### Exercise tasks
A. Repeat word for word the part of the passage on linguistic fieldwork during the pandemic from "Linguistic data collection" to "University of Bern.".
B. Carry on the passage on linguistic fieldwork during the pandemic, starting after its final sentence.

-- Supplied passage follows --

Linguistic fieldwork in a pandemic: Supervised data collection combining smartphone recordings and videoconferencing

Linguistic data collection typically involves conducting interviews with participants in close proximity. The safety precautions related to the COVID-19 pandemic brought such data collection to an abrupt halt: Social distancing forced linguistic fieldwork into involuntary hibernation in many parts of the world, as it did with our project on ‘Swiss German Dialects Across Time and Space‘ (www.sdats.ch, Leemann et al. 2020) at the University of Bern.

Such hardship, however, can inspire innovation. In this contribution, we present an approach that – we believe – enables a reliable switch from in-person, face-to-face interviews to virtual, online data collection: participants remain at home and navigate a smartphone application, enabling high-quality audio recordings and multisensory presentation of linguistic material, while they are being supervised via videoconferencing (Zoom 2020). The smartphone app and the infrastructure presented are open source (GNU GPL-3.0), accessible, and adaptable to researchers’ specific needs. There are a number of benefits of the type of data collection proposed (e.g. cost-effectiveness and time-saving) but also bears potential pitfalls (revolving around rapport building, internet connectivity, computer literacy, recording quality, and room acoustics).

-- Supplied passage concluded --
-- Listed records follows --

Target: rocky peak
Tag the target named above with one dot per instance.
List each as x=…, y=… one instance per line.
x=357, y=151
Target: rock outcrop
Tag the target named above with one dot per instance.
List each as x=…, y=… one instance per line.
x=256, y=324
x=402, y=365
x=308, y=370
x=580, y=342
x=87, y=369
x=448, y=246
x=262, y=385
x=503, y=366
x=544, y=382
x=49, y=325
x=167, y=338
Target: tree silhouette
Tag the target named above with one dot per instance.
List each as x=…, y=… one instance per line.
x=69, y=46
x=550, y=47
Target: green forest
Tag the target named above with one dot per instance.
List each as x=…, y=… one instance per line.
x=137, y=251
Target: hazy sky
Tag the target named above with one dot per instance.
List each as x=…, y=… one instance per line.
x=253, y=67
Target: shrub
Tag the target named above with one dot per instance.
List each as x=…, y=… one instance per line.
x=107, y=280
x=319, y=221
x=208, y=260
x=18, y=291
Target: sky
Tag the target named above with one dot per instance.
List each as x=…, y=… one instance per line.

-- Listed records concluded --
-- Listed records follows --

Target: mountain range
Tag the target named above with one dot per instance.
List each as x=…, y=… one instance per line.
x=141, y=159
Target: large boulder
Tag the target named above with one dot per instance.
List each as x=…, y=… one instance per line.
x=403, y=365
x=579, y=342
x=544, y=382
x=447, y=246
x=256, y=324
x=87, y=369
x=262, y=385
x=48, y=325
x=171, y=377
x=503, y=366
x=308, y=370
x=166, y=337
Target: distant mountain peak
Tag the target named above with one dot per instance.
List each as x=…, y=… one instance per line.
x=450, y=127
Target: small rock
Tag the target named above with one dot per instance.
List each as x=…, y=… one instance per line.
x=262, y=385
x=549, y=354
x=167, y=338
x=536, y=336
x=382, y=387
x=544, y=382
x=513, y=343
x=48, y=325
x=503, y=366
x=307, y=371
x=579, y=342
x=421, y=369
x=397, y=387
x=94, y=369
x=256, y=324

-- Listed records concluded --
-- Listed records follows --

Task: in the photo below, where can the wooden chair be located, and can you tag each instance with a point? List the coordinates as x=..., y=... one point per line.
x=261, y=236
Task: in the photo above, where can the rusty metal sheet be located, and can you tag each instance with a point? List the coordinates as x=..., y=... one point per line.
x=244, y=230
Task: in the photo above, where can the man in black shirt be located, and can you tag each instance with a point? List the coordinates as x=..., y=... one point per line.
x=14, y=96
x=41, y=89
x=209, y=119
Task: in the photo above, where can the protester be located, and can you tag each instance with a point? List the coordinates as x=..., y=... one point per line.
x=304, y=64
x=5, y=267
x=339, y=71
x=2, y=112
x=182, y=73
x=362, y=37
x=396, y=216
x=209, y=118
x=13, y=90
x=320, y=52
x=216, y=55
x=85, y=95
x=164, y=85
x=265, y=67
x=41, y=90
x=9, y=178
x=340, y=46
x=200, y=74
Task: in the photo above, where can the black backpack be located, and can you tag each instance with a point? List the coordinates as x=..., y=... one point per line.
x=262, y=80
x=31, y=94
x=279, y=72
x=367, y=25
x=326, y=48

-- Listed records concluded --

### Outputs in order
A.
Linguistic data collection typically involves conducting interviews with participants in close proximity. The safety precautions related to the COVID-19 pandemic brought such data collection to an abrupt halt: Social distancing forced linguistic fieldwork into involuntary hibernation in many parts of the world, as it did with our project on ‘Swiss German Dialects Across Time and Space‘ (www.sdats.ch, Leemann et al. 2020) at the University of Bern.

B.
To explore whether participants’ experiences of in-person data collection are different from participation in a virtual setting, we conducted a study with 36 participants. Overall, findings revealed a substantial degree of overlap in interview experience, setting a methodological baseline for future work.

This research has thrown up a number of questions in need of further investigation. For one, it will be worthwhile pursuing whether there are measurable differences in linguistic behavior that might stem from a difference in elicitation mode (in-person vs. online). The online-only cohort, for example, reported they felt they had accommodated less to the interviewers. How this can be corrected in subsequent analyses must be addressed in future studies.


References

Leemann, A., Jeszenszky, P., Steiner, C., Studerus, M., Messerli, J. (2020). Linguistic fieldwork in a pandemic: Supervised data collection combining smartphone recordings and videoconferencing. Linguistics Vanguard, 6.3.